= TASK TO CARRY OUT =
Return, word for word, the lines between the one containing "of the laptop" and the one containing "(1101, 320)", inclusive.

= RECORD EXTRACTS =
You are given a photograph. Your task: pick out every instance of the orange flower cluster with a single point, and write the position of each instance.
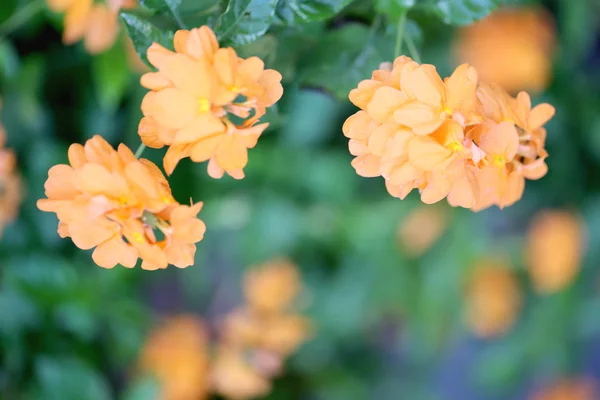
(456, 138)
(493, 299)
(177, 355)
(569, 389)
(96, 23)
(511, 47)
(257, 338)
(10, 184)
(194, 96)
(123, 207)
(421, 229)
(555, 244)
(253, 342)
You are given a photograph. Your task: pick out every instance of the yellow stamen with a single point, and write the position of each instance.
(499, 161)
(455, 146)
(203, 105)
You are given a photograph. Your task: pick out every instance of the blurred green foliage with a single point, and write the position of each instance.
(388, 326)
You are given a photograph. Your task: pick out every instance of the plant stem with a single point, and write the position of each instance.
(20, 18)
(412, 49)
(400, 34)
(140, 150)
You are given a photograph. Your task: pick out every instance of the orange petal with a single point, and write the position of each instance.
(214, 169)
(427, 154)
(205, 149)
(384, 103)
(205, 125)
(424, 84)
(500, 140)
(231, 154)
(154, 81)
(437, 188)
(380, 136)
(171, 108)
(539, 115)
(115, 251)
(535, 170)
(366, 165)
(88, 234)
(420, 117)
(461, 89)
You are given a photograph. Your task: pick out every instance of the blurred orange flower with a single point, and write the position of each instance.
(455, 138)
(568, 389)
(421, 229)
(96, 24)
(194, 95)
(177, 355)
(10, 184)
(511, 47)
(272, 287)
(255, 339)
(555, 244)
(122, 206)
(493, 299)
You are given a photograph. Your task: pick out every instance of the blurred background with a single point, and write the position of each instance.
(404, 301)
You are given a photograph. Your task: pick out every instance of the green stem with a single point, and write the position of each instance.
(20, 18)
(412, 49)
(175, 15)
(140, 150)
(400, 34)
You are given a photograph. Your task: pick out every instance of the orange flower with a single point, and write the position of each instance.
(176, 354)
(555, 243)
(10, 184)
(512, 48)
(492, 299)
(96, 24)
(568, 389)
(109, 200)
(421, 229)
(195, 91)
(272, 287)
(235, 378)
(455, 138)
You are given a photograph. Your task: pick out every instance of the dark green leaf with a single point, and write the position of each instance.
(300, 11)
(111, 74)
(464, 12)
(393, 9)
(143, 33)
(161, 5)
(245, 20)
(345, 57)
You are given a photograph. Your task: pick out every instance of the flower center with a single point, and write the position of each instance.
(455, 146)
(203, 105)
(499, 161)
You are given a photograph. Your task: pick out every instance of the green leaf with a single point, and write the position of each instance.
(143, 32)
(301, 11)
(111, 75)
(245, 20)
(464, 12)
(69, 379)
(345, 57)
(161, 5)
(393, 8)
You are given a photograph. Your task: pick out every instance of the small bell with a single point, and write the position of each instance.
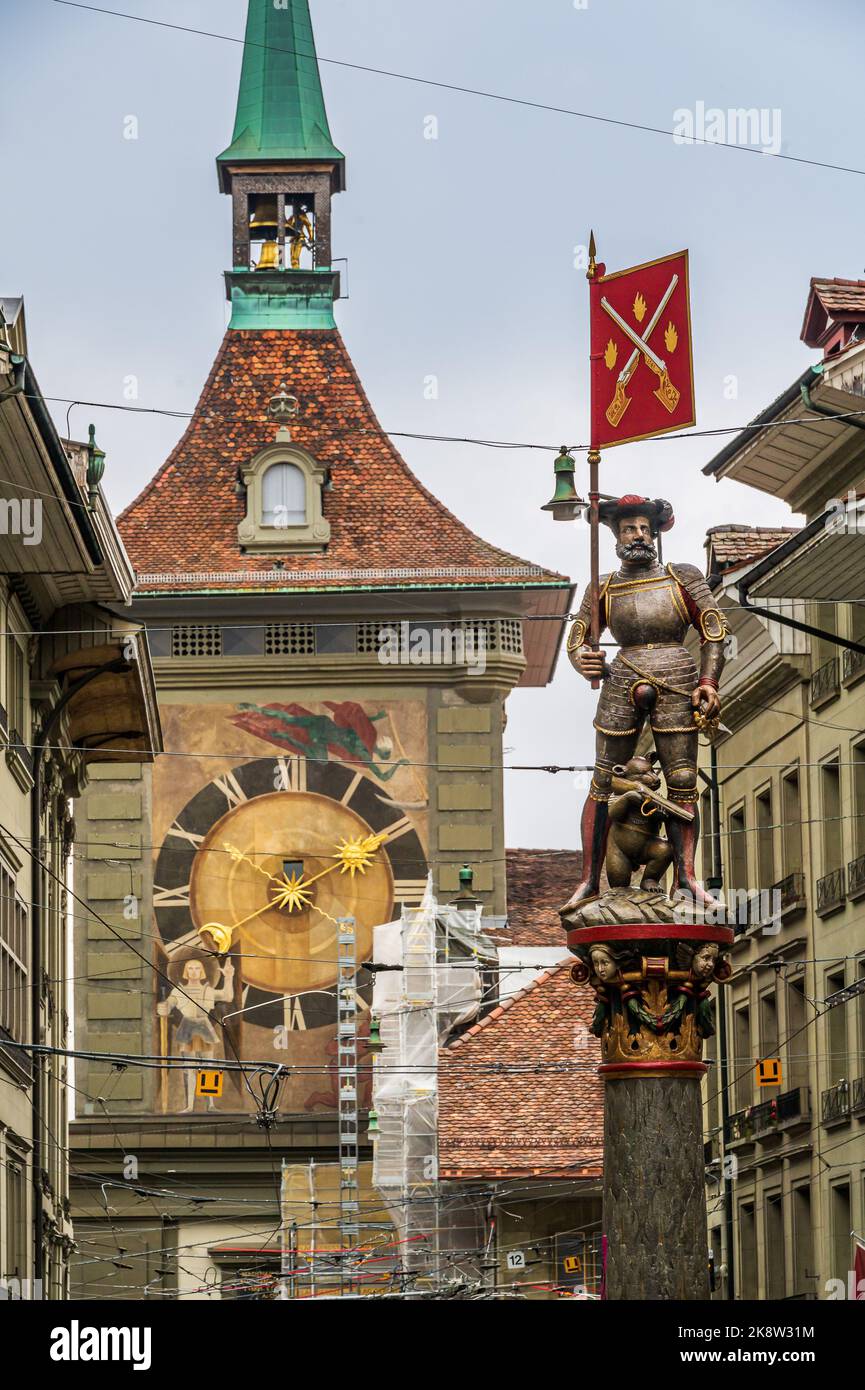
(263, 227)
(565, 503)
(374, 1041)
(96, 467)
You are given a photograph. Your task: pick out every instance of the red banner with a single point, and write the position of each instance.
(641, 364)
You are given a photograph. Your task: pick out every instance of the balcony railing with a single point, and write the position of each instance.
(740, 1126)
(830, 893)
(826, 681)
(855, 877)
(836, 1104)
(853, 663)
(761, 1121)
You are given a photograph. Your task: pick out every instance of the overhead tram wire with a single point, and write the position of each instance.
(459, 439)
(452, 86)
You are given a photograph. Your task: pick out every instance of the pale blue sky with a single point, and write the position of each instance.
(461, 249)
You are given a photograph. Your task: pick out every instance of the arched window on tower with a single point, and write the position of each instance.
(283, 496)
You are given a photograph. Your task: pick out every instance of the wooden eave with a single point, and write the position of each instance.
(114, 716)
(801, 455)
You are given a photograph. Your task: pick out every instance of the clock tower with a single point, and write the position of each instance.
(333, 651)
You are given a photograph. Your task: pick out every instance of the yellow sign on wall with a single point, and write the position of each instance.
(769, 1072)
(209, 1083)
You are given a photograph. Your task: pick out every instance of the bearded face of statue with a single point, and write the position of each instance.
(634, 541)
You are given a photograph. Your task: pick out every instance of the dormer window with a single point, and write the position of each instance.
(284, 496)
(284, 509)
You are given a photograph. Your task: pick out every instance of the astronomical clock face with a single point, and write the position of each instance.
(266, 859)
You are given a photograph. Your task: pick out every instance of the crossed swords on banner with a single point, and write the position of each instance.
(665, 391)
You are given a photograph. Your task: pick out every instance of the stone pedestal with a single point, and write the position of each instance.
(654, 1189)
(651, 968)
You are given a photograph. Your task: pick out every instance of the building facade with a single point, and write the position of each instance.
(333, 652)
(75, 691)
(787, 1164)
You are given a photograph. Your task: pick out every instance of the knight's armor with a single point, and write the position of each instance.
(648, 615)
(648, 610)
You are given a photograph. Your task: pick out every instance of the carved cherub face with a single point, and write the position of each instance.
(704, 961)
(604, 965)
(641, 770)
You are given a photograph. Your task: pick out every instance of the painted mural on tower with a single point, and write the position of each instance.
(319, 812)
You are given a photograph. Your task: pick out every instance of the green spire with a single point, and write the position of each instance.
(281, 113)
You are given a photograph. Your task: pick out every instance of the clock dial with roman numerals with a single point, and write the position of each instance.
(267, 819)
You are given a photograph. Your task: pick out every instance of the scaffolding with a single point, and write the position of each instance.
(346, 1080)
(437, 957)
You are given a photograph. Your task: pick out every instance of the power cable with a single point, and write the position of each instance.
(466, 91)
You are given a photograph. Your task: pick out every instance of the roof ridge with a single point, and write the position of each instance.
(231, 401)
(501, 1009)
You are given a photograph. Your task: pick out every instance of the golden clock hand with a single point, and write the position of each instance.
(241, 858)
(217, 926)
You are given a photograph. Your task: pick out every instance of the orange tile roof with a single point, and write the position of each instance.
(538, 883)
(522, 1123)
(840, 296)
(732, 545)
(385, 527)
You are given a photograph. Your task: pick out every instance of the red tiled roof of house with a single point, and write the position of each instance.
(385, 527)
(538, 883)
(832, 302)
(523, 1123)
(732, 545)
(840, 296)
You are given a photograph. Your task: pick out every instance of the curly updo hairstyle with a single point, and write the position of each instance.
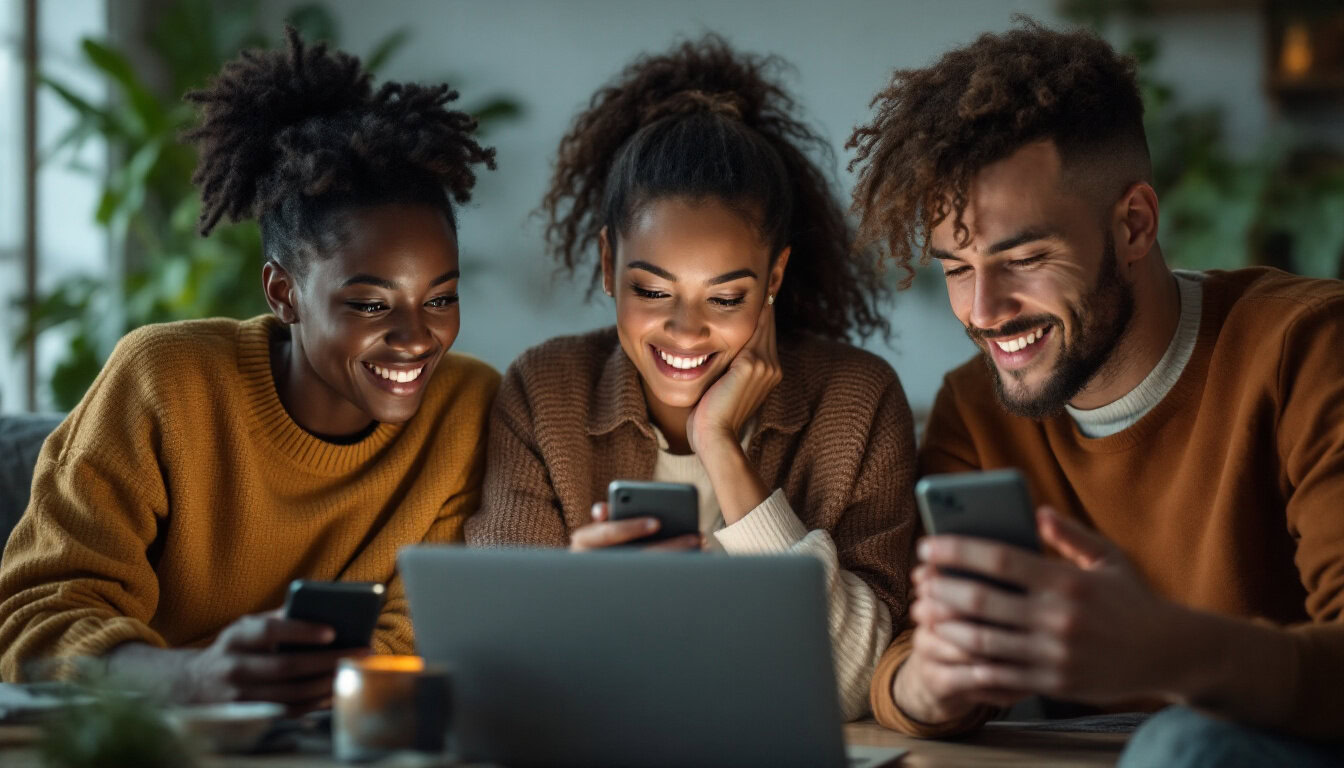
(704, 123)
(297, 137)
(937, 127)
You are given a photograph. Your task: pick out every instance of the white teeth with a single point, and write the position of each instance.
(1020, 342)
(684, 363)
(401, 377)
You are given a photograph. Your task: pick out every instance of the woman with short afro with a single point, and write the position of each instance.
(215, 460)
(735, 288)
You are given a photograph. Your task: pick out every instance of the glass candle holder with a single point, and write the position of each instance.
(389, 704)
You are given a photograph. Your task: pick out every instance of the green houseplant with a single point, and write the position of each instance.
(148, 205)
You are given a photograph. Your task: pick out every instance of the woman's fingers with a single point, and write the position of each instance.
(612, 533)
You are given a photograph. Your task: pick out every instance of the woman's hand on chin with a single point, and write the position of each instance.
(602, 533)
(739, 392)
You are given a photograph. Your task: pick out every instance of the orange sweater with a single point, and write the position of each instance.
(179, 495)
(1227, 495)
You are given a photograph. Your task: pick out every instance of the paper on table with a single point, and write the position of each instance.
(22, 702)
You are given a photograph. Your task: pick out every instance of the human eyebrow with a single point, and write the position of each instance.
(1020, 238)
(731, 276)
(370, 280)
(648, 266)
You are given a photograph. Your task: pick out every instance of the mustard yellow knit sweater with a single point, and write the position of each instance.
(179, 495)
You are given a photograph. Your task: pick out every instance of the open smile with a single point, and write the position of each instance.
(680, 366)
(397, 378)
(1018, 351)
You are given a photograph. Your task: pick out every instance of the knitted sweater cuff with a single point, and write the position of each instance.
(770, 527)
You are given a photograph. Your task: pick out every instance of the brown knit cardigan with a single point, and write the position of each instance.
(836, 435)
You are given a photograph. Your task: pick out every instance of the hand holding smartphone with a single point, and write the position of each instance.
(351, 608)
(992, 505)
(675, 505)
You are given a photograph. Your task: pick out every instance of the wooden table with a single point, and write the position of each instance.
(999, 744)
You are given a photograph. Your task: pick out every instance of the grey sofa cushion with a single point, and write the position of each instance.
(20, 440)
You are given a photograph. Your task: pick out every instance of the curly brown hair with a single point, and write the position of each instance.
(937, 127)
(299, 135)
(703, 121)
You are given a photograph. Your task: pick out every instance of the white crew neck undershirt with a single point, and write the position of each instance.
(1125, 412)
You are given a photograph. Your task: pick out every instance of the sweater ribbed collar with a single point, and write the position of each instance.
(620, 397)
(272, 423)
(1126, 410)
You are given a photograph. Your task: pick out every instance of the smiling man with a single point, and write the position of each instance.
(1184, 431)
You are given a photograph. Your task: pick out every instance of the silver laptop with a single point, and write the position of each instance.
(626, 658)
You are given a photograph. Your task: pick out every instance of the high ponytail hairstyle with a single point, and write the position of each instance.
(299, 136)
(706, 123)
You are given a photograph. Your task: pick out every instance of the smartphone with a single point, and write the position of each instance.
(992, 505)
(348, 607)
(675, 505)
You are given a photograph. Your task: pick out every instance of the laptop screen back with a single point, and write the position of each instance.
(628, 658)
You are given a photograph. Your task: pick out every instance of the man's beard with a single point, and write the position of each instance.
(1101, 320)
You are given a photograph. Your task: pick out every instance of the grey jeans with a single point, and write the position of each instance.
(1180, 737)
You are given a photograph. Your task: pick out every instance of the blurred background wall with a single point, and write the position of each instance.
(1247, 145)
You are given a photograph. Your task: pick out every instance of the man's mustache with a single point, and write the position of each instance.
(1015, 327)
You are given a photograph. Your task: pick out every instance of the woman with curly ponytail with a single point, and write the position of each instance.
(215, 460)
(735, 287)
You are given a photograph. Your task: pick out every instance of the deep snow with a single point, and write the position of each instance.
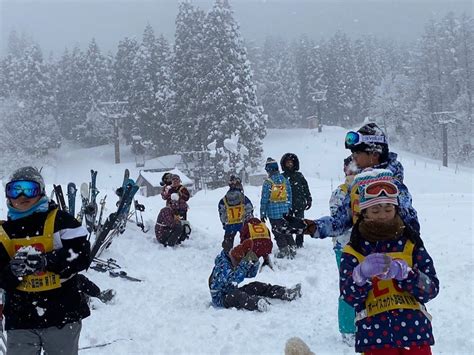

= REPLY =
You are given a photograph. Your task: pick out every instance of the laptop screen back with a single point, and write the position of each instance.
(628, 658)
You are given a photograph. Your task: pick out every instance of the man's beard with a single point, and write the position of each instance.
(1101, 320)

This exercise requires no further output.